TASK GOAL>
Nothing in the entries should be altered. Write them out in full.

----- MATERIAL SUPPLIED

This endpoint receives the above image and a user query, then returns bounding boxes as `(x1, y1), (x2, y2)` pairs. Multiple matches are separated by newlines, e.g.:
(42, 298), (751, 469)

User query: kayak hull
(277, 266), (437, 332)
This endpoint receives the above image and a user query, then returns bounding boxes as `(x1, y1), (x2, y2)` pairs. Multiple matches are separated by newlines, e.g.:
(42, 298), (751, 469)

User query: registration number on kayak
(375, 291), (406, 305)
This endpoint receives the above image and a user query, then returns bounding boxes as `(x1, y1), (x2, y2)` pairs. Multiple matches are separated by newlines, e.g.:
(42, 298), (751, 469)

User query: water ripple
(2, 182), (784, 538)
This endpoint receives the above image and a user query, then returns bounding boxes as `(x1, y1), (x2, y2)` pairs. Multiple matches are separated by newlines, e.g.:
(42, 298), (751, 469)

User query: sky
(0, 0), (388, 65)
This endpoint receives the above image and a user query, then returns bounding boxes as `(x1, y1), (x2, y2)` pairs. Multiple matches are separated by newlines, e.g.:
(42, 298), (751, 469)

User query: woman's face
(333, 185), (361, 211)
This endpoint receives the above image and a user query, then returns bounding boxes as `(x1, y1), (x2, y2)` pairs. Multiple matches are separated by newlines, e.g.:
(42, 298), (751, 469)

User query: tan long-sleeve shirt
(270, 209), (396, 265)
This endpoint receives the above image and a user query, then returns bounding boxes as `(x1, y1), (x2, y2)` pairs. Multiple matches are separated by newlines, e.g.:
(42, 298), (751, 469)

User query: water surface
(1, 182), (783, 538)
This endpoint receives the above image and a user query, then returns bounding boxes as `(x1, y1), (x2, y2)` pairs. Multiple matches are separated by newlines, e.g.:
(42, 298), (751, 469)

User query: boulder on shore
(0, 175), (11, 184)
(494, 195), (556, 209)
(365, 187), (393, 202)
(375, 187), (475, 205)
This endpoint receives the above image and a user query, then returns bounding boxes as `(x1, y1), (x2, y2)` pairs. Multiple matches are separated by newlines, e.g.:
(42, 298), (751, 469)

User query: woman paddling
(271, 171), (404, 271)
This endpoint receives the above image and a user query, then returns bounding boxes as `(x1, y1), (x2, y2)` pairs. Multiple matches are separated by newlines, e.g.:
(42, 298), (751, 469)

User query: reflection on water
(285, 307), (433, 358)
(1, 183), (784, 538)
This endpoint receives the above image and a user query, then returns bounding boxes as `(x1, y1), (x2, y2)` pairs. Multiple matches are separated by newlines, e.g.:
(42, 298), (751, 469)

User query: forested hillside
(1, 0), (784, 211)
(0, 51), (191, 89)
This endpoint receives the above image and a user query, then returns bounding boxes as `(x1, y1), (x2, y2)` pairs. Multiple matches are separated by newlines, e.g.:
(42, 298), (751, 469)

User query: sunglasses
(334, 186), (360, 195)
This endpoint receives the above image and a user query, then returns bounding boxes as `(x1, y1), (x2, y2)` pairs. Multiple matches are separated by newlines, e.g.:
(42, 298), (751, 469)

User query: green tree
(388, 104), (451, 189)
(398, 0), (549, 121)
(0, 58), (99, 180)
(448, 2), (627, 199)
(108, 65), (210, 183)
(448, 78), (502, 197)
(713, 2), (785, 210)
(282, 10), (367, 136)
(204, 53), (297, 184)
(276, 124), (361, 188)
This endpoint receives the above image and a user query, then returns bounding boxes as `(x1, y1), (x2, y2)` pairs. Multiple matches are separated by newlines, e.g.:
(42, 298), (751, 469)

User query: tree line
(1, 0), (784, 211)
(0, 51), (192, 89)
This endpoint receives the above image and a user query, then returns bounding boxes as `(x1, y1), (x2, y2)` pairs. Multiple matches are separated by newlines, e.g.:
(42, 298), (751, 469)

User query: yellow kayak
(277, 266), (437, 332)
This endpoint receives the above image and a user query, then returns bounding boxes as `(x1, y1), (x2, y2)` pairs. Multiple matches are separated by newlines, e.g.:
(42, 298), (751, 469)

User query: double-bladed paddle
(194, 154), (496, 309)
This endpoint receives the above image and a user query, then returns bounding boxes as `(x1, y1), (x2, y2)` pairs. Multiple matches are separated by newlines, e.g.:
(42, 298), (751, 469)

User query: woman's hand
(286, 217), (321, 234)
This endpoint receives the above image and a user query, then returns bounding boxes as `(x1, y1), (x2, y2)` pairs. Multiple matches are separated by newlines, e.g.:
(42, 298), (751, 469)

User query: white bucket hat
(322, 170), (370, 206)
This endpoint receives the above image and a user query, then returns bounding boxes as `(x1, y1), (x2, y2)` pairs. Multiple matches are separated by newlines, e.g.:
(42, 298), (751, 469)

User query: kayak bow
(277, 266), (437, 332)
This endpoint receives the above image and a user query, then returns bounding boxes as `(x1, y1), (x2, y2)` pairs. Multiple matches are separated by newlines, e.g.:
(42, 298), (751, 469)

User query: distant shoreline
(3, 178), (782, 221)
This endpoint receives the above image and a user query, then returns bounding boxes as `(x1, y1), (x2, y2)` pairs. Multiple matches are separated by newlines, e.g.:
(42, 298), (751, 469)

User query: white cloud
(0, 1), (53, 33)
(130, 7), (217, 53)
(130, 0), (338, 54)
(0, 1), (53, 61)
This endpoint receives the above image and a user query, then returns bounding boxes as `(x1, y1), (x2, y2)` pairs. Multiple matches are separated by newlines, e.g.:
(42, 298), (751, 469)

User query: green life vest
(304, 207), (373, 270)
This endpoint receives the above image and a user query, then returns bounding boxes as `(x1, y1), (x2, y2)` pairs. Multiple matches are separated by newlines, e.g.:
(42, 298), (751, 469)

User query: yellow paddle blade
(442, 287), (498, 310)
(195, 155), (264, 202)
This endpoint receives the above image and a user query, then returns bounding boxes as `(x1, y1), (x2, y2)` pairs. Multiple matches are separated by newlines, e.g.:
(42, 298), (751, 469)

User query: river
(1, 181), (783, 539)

----------

TASK OUTPUT>
This endpoint receives the above image and a user query, then returns bounding boxes as `(x1, y1), (x2, y2)` pairs. Multiple matches are separated by newlines, e.g.:
(42, 298), (751, 469)

User query: kayak hull
(277, 266), (437, 332)
This endpoint receives the above image and a user query, then returns bounding boxes as `(x1, y1), (x2, y2)` pairs. Multiple matches are separated by newlines, e.g.:
(42, 298), (751, 469)

User query: registration number on kayak
(375, 291), (406, 305)
This endpoint receives the above image and a user query, then returns bounding boxes as `(x1, y1), (x2, y2)` pairs. Multiple matches are separated by newlines, e.g.:
(42, 298), (751, 469)

User query: water ripple
(2, 182), (784, 538)
This endpoint receives the above image and a user query, then returns bounding boxes as `(x1, y1), (x2, y2)` pairs. Multiple matches are separated by newlines, e.g.:
(42, 298), (751, 469)

User query: sky
(0, 0), (388, 65)
This endpoint receives the above image and a user query, then returns bounding boxes as `(x1, y1), (x2, y2)` pairs. Multiple matches are separated by newlines, e.g.:
(42, 298), (751, 469)

User query: woman's face
(333, 185), (361, 211)
This endpoint receives the above image and a user query, then returns bounding boxes as `(x1, y1), (x2, y2)` pairs. Multiple matches are separated by newlines, e.g.:
(42, 298), (751, 469)

User query: tan long-sleeve shirt
(270, 209), (396, 265)
This endpoint receives the above image and a user query, then returns bounding boxes as `(x1, y1), (x2, y2)` pairs. Multiple matches are separated by newlines, e.g.:
(42, 298), (751, 469)

User query: water surface
(1, 182), (783, 538)
This endpoint receives the above image and a user query, then returns bounding boxes as `(x1, y1), (x2, y2)` pairs. Multiple matches are separated by newlines, e.g.:
(42, 298), (751, 469)

User query: boulder on shore
(0, 175), (11, 184)
(494, 195), (556, 209)
(365, 187), (393, 202)
(375, 187), (475, 205)
This endpoint receives the above image and a user query, then returns bounding boxes as `(x1, y1), (x2, y2)` pairs. Multiple matches are separated by newlines, e.g.:
(42, 298), (751, 469)

User query: woman paddling
(271, 171), (404, 271)
This endpoint receives the above image and a user query, then returns bounding boxes as `(x1, y1), (x2, y2)` pairs. Multiple matches are separated by newlines, e.g.:
(42, 298), (751, 469)

User query: reflection on water
(285, 307), (433, 358)
(1, 183), (784, 538)
This endpoint receives the above image and a user query, then returns bounding boxes as `(x1, y1), (x2, y2)` pairs. Multiple matches are separated by newlines, e.g.:
(42, 298), (751, 469)

User query: forested hillside
(1, 0), (784, 211)
(0, 51), (191, 89)
This endpoint receives the above image and a user query, then returns bounding boxes as `(x1, y1), (x2, y2)` pairs. Multiple matches are separated by newlines, e.g.:
(42, 298), (751, 469)

User query: sunglasses
(334, 186), (360, 195)
This endpoint receives the above image and a user query, then returns bounding boxes as `(x1, y1), (x2, y2)` pairs. Multiple matches are separated by newlines, e.g.:
(42, 298), (751, 469)

User query: green tree
(388, 104), (451, 189)
(398, 0), (549, 121)
(0, 58), (99, 180)
(448, 2), (627, 199)
(108, 65), (210, 183)
(448, 78), (502, 197)
(713, 2), (785, 210)
(282, 10), (367, 136)
(204, 53), (297, 184)
(276, 124), (361, 188)
This endpoint receives the above image and a user query, then returns bounding boxes as `(x1, y1), (x2, y2)` pairs. Multiple matches are separated by newlines, e.g.:
(42, 298), (751, 469)

User query: tree line
(1, 0), (784, 211)
(0, 51), (192, 89)
This endpoint receives the above image and a user query, then returns bounding boxes as `(x1, y1), (x2, y2)` pairs. Multiple matches are separated by newlines, e.g.:
(42, 298), (751, 469)

User query: yellow kayak
(277, 266), (437, 332)
This endpoint receives the above image and a user query, then returns bounding boxes as `(x1, y1), (x2, y2)` pairs. Multiple matches are separated by newlines, e.g.:
(42, 298), (751, 469)

User query: double-bladed paddle
(194, 154), (496, 309)
This endpoint receives the above image and a user query, then returns bounding boxes as `(x1, y1), (x2, y2)` pairs. Multiple matches are separated by newlines, e.g.:
(42, 298), (751, 469)

User query: woman's hand
(286, 217), (321, 234)
This endpoint receives the above image and a user query, then returns bounding boxes as `(x1, y1), (x2, y2)` pairs. Multiple matches are separated by newlines, e.g.:
(42, 298), (751, 469)

User query: white bucket hat
(322, 170), (370, 206)
This endpoint receives the above image and a user query, then returns bounding boxes as `(x1, y1), (x2, y2)` pairs. Multiple matches are separated by newlines, e.g.:
(42, 298), (751, 469)

User query: kayak bow
(277, 266), (437, 332)
This endpoint receives the above image and a user query, then returns bounding boxes as `(x1, y1), (x2, y2)` pairs. Multiple matches are separated by newlines, e.g.:
(42, 298), (751, 469)

User query: distant shoreline
(3, 178), (782, 221)
This endpoint receives the above image and a user query, then returns bounding boxes as `(x1, y1), (x2, y2)` pairs. Multiple matches are separated by newlines, e.g.:
(42, 298), (751, 469)

User query: white cloud
(0, 1), (53, 33)
(130, 7), (217, 53)
(130, 0), (338, 54)
(0, 1), (53, 61)
This endpoint receives the above image and a user query, then returns bounding boxes as `(x1, y1), (x2, y2)` pairs. Multiple matches are separated by newlines, e.g.:
(42, 298), (751, 469)

User query: green life vest
(304, 207), (373, 270)
This endpoint receives the above image and a user query, then returns bounding boxes as `(x1, y1), (x2, y2)` pairs. Multiple matches are separated by newlines, e.g.:
(42, 298), (751, 469)

User query: yellow paddle blade
(442, 287), (498, 310)
(195, 155), (264, 202)
This endpoint receives the above image and a user query, then returns bounding boxes as `(x1, y1), (x2, y2)` pairs. Multiple matches are separated by newlines, e.g.:
(42, 298), (751, 469)

User query: river
(1, 181), (783, 539)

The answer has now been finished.